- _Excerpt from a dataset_
|---|

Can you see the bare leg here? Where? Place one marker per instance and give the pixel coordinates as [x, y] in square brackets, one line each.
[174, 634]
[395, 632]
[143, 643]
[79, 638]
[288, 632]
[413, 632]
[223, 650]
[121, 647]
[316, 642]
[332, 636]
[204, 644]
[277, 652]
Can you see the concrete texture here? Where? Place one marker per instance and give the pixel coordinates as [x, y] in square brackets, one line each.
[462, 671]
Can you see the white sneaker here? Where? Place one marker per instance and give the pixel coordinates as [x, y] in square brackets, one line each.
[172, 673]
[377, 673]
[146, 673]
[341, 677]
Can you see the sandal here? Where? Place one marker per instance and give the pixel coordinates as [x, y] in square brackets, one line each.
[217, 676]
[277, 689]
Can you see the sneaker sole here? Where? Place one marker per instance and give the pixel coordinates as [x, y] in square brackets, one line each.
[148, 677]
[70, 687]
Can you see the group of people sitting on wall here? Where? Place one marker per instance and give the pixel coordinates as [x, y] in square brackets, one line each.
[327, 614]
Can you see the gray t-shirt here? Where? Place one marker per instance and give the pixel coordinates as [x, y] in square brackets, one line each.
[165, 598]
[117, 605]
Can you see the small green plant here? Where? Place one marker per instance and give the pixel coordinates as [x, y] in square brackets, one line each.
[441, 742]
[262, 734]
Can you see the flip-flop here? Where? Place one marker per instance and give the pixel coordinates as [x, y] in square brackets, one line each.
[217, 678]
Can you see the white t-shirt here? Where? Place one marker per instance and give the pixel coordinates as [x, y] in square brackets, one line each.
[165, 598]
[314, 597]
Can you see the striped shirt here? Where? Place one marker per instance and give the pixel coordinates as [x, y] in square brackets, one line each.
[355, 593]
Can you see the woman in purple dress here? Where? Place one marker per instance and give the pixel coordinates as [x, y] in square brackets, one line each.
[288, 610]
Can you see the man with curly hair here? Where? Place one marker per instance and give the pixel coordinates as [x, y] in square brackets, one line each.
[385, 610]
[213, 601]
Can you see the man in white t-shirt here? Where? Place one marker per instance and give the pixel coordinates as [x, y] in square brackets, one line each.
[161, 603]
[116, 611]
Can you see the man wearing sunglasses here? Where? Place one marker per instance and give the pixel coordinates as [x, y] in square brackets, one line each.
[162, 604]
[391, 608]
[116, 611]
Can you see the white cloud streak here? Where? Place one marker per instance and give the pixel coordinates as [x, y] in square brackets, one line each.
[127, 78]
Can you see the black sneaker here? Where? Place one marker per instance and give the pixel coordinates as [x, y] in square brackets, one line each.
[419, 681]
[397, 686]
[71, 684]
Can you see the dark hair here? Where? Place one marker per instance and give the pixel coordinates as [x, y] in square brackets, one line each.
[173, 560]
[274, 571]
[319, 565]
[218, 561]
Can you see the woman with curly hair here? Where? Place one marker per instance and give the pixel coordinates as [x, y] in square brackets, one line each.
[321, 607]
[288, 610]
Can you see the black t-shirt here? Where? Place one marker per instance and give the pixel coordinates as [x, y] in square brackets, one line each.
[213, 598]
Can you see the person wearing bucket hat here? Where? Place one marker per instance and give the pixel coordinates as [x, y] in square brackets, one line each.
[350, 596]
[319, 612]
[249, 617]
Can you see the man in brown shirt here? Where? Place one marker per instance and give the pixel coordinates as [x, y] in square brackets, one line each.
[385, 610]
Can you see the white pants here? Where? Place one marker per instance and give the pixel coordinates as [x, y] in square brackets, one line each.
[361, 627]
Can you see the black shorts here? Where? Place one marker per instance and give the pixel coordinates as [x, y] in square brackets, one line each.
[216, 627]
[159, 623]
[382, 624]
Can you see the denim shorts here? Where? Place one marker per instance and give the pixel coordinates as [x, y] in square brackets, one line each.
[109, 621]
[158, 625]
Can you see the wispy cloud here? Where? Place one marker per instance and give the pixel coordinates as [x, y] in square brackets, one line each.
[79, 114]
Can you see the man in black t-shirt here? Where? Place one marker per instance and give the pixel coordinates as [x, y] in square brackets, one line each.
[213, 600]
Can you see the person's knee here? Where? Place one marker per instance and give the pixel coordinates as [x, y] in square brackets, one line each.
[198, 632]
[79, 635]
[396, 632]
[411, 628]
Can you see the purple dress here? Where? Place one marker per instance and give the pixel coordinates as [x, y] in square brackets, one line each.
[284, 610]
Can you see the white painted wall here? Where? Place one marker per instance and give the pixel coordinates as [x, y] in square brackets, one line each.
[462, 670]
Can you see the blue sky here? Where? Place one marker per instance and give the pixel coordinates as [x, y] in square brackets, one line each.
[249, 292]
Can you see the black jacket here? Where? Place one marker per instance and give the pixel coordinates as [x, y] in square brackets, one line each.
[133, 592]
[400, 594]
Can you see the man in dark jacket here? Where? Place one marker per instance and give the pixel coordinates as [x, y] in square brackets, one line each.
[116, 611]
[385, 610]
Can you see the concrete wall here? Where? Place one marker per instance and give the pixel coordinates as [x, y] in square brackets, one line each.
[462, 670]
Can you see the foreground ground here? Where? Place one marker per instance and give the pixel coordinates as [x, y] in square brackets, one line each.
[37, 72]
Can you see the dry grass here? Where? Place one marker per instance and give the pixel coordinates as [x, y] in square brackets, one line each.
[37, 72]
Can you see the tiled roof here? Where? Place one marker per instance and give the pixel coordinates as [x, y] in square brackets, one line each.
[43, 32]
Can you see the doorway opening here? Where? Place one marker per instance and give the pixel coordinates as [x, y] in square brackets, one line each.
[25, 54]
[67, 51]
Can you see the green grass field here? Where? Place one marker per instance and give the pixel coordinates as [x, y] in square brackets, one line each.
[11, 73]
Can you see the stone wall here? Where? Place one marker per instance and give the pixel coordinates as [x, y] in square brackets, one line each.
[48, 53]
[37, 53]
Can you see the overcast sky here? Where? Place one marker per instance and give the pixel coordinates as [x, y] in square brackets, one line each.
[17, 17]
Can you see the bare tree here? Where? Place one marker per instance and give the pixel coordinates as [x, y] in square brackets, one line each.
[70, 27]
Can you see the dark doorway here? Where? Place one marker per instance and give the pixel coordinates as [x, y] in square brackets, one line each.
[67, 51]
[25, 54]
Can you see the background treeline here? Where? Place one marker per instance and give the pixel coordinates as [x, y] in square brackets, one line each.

|---|

- _WHAT YOU SHOULD DO_
Rewrite everything from the line containing "Can you see the black jacket" down to the end of the records, replacing "doorway" with "entrance" and leaving all else unchanged.

- _TASK OUTPUT_
Can you see the black jacket here? Where? Place one marker per instance and give the pixel coordinates as [x, y] in square brackets, one line each.
[133, 592]
[400, 594]
Can you see the man in dark jacket here? Where? Place one marker per instance and give the pixel coordinates as [x, y] in square brackets, one line each.
[116, 611]
[385, 610]
Can you see the concrete wall here? Where? Place one marker per instance and give the pixel coordinates as [x, y] in square brackets, one line each.
[462, 670]
Can you see the foreground ground here? Where? Place one marker per instance and give the pixel coordinates as [x, y] in square brackets, one line each.
[37, 72]
Can you see the dry grass here? Where? Place one marker per instance and give the pixel coordinates as [x, y] in square brackets, one line each.
[37, 72]
Can you see the tiled roof here? Where? Place one marker per instance and give the pixel coordinates as [x, y] in square brackets, one line each.
[43, 32]
Can you see the entrance opening here? Where? Place one marker per instance and give the pixel coordinates as [x, y] in square brackets, one line each.
[25, 54]
[67, 51]
Can you see the green grass field here? Where? Place one marker per instance and give the pixel coordinates as [x, y] in square brackets, one line each.
[11, 73]
Can you see the stone wall here? Where? Place one marker per instance and give the pixel coordinates as [x, y] in square brackets, one line each.
[48, 53]
[37, 53]
Can you see the overcast sky here? Where? Place one marker per instance and give the pixel coordinates as [x, y] in square brackets, one line each.
[17, 17]
Can you see the bare tree here? Where? Place one marker per instance and give the pixel coordinates as [x, y] in square brackets, one line each.
[70, 27]
Can you see the dark entrance here? Where? Place one marker per instance and give the pixel coordinates as [x, y] in square brackets, one line each.
[67, 51]
[25, 54]
Can you see the background treeline here? Where? Place one marker per instance and give the pixel coordinates as [x, y] in square brackets, one line each.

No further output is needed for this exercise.